--- begin DATA FOR THIS EXERCISE ---
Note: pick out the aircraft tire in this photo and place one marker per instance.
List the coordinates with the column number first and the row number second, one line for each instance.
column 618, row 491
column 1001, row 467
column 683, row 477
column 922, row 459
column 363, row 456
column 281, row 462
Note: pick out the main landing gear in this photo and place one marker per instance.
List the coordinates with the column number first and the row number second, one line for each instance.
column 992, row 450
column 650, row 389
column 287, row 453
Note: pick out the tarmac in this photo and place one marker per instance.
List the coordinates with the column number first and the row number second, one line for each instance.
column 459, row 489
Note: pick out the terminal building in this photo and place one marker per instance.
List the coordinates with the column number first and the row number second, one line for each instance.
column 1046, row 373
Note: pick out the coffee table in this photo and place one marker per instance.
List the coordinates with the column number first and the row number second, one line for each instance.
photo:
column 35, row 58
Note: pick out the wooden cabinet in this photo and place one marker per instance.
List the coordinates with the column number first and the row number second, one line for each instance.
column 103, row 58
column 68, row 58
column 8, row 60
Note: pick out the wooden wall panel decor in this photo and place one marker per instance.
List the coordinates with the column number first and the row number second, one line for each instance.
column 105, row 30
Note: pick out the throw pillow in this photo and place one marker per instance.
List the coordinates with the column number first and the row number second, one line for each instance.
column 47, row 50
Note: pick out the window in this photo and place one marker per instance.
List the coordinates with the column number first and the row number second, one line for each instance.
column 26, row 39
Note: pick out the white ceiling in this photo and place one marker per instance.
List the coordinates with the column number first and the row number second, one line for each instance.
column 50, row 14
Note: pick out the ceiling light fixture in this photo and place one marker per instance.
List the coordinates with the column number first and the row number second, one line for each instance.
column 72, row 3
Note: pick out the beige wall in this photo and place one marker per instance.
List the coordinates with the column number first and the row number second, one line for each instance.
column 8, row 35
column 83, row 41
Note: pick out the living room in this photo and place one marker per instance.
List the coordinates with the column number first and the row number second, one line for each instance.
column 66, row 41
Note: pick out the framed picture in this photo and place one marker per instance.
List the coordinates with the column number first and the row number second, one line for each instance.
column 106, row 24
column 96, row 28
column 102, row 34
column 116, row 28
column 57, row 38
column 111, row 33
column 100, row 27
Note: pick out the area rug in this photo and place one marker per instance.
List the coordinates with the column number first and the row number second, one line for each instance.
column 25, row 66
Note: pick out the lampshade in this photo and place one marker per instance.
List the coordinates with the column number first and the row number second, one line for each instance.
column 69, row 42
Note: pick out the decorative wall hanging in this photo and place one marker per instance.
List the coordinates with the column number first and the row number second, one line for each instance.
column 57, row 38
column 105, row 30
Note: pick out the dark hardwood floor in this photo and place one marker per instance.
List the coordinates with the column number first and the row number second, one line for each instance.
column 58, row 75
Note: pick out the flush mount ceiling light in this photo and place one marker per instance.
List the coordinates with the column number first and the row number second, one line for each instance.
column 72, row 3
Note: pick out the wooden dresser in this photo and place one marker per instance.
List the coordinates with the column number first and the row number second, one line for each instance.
--- end DATA FOR THIS EXERCISE ---
Pull out everything in the listing above from the line containing "Note: pick out the living" down to the line containing "column 100, row 27", both of those lines included, and copy them word for word.

= RESULT =
Note: pick out the living room in this photo and place one marker per instance.
List the coordinates with the column number first and the row number second, one line for each instance.
column 66, row 41
Note: pick out the framed picture in this photo and place one marker per instance.
List the coordinates with the column number first and the row number second, one line for each instance.
column 106, row 24
column 96, row 28
column 102, row 34
column 116, row 28
column 57, row 38
column 111, row 33
column 100, row 27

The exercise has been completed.